* WHAT YOU NEED TO DO *
Set down all the data again. Change nothing.

***** SOURCE MATERIAL

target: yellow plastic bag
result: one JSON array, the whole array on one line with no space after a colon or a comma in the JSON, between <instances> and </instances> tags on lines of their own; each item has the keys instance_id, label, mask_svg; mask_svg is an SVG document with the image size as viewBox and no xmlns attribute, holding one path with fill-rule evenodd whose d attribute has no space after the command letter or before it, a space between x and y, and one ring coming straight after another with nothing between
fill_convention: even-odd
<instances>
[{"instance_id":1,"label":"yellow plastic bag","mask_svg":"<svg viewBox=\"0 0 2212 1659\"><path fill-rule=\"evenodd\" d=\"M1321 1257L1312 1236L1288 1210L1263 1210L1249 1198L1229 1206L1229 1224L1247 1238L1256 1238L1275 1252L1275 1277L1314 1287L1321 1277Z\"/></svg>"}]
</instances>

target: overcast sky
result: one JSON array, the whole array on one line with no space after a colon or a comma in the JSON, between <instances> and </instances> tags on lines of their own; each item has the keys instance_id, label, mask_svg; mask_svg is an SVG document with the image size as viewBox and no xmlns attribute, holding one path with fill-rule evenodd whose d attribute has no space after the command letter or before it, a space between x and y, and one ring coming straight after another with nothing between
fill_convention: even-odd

**********

* RESPONSE BELOW *
target: yellow plastic bag
result: one JSON array, the whole array on one line with no space after a colon or a comma in the JSON, between <instances> and </instances> tags on lines of their own; each item has the keys instance_id, label, mask_svg; mask_svg is an SVG document with the image size as viewBox and no xmlns attribute, holding one path with fill-rule evenodd whose d attribute has no space after the command letter or before it, a space between x and y, and one ring coming straight after another with nothing between
fill_convention: even-odd
<instances>
[{"instance_id":1,"label":"yellow plastic bag","mask_svg":"<svg viewBox=\"0 0 2212 1659\"><path fill-rule=\"evenodd\" d=\"M1321 1257L1312 1236L1288 1210L1263 1210L1249 1198L1229 1206L1229 1224L1247 1238L1256 1238L1275 1252L1275 1277L1314 1287L1321 1277Z\"/></svg>"}]
</instances>

target: overcast sky
result: one JSON array, the whole array on one line with no space after a colon or a comma in the JSON, between <instances> and </instances> tags on lines of their own; each item has the keys instance_id, label, mask_svg; mask_svg is an SVG document with the image size as viewBox and no xmlns attribute, holding one path with fill-rule evenodd whose d attribute has no space after the command letter or before it, a space between x and y, and one ring coming straight after another with nothing between
fill_convention: even-odd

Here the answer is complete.